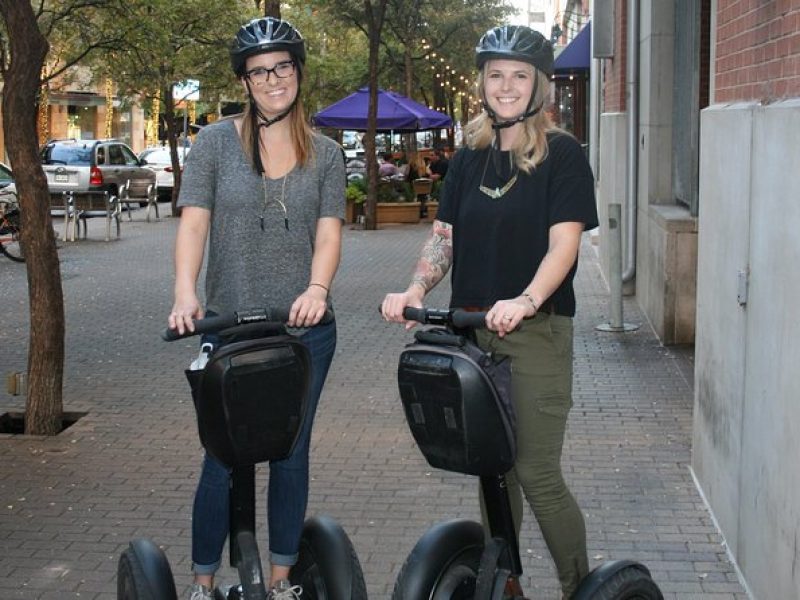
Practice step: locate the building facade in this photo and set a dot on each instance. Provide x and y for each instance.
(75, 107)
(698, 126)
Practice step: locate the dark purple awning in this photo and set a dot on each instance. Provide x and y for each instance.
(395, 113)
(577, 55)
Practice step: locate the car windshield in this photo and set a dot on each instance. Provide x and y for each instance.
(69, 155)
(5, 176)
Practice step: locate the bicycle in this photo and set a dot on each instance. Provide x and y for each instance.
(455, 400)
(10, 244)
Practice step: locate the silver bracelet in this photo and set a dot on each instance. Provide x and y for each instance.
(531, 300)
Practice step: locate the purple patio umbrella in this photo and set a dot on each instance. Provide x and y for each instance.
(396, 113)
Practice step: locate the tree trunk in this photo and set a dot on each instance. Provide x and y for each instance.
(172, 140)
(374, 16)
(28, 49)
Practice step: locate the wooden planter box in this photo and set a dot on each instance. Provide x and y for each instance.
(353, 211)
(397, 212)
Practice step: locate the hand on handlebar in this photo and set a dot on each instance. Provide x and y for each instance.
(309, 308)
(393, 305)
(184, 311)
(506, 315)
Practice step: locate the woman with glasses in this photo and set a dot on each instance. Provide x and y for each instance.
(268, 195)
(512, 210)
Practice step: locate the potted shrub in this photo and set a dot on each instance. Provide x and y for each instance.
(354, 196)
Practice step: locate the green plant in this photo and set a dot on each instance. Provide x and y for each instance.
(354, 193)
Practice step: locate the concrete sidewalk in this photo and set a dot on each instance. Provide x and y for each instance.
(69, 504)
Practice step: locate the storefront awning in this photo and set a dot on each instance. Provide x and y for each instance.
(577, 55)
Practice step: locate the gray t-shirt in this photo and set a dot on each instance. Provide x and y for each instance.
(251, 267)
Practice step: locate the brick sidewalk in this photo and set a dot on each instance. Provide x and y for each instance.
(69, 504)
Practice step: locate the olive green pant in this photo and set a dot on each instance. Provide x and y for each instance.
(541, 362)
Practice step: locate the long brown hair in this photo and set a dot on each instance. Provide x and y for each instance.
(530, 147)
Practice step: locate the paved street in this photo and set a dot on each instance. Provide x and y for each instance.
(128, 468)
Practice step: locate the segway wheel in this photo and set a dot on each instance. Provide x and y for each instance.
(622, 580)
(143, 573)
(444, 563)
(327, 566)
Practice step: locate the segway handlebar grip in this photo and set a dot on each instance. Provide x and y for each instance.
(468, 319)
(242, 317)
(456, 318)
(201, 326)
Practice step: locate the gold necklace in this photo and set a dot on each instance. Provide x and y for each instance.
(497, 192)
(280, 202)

#####

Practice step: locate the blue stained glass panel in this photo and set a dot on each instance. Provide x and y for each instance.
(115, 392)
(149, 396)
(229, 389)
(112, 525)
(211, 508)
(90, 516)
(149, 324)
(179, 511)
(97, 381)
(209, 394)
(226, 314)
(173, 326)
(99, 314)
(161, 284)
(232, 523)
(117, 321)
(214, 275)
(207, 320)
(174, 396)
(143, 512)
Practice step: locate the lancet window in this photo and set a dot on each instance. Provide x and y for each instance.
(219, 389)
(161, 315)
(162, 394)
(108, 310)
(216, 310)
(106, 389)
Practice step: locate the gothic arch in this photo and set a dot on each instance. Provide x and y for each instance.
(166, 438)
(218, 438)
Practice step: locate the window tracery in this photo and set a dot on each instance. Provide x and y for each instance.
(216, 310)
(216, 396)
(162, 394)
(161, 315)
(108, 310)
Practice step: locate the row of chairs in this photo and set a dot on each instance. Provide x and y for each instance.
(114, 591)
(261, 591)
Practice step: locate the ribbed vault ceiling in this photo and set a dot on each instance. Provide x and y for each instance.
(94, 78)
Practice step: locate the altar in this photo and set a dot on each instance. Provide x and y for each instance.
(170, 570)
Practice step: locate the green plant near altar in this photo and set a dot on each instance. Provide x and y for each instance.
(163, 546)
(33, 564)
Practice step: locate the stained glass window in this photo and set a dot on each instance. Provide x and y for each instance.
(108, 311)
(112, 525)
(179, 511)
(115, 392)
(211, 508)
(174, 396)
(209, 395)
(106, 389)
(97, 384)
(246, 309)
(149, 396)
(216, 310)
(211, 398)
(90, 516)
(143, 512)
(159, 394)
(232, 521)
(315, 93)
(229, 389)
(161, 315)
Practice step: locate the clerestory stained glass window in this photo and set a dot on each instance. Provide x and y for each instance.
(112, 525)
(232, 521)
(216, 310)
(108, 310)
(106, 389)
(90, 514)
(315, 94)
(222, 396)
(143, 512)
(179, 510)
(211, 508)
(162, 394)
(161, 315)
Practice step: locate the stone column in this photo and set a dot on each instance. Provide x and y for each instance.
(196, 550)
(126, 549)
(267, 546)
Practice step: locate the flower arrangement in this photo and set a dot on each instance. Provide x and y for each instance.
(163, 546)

#####

**WHAT TO DO**
Pick out each line in the records above that contains the string "sidewalk" and copy those lines. Only matches with the same capitalization count.

**ANSWER TO THE TASK**
Practice step: locate the concrete sidewalk in this photo and set a dot on each instance. Provide x and y for each instance.
Practice step: locate the brick sidewalk in this photo and set a dot on each instance. Provide x and y for each instance.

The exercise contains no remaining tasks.